§ **Problem**
What lines in the records include the string "single"? Return each one.

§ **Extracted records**

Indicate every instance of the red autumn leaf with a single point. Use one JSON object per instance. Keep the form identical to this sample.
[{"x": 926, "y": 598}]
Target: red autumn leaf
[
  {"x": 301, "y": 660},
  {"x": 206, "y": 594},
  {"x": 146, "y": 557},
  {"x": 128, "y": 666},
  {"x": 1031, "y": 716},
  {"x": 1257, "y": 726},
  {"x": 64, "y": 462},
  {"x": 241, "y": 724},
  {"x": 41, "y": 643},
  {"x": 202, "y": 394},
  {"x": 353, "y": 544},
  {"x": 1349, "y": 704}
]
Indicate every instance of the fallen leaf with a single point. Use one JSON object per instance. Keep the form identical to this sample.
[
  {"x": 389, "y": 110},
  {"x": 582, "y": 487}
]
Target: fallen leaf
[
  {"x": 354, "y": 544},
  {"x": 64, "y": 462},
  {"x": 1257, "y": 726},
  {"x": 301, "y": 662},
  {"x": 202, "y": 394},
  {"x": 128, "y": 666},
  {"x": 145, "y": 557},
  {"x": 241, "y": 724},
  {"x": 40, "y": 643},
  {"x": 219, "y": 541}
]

---

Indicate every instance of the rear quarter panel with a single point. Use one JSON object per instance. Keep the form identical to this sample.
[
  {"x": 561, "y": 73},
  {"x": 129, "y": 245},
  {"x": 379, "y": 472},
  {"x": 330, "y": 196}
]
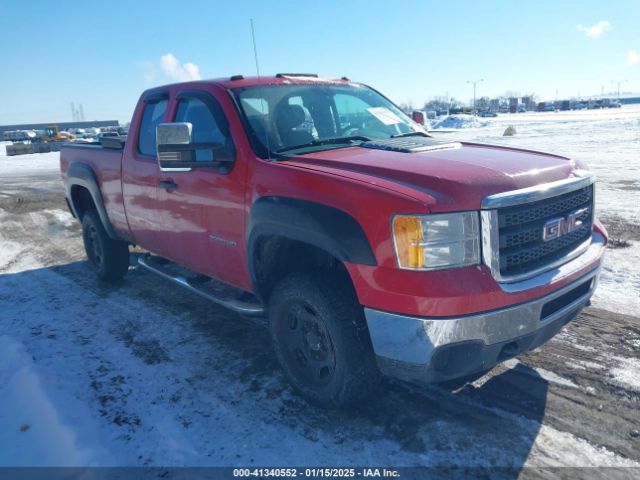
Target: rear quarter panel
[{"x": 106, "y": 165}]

§ **Answer below**
Indicate every instance of the red autumn leaf with a single point. Use one JSON object per instance. Keep the form identical to this sample.
Indicate every instance of the fallen leaf with a single point. Use one JSON object per instance. Keep the form identical to this sample.
Indicate every instance of the rear quarter panel with a single point. Use one JSON object per instance. Keep the form identical to this sample.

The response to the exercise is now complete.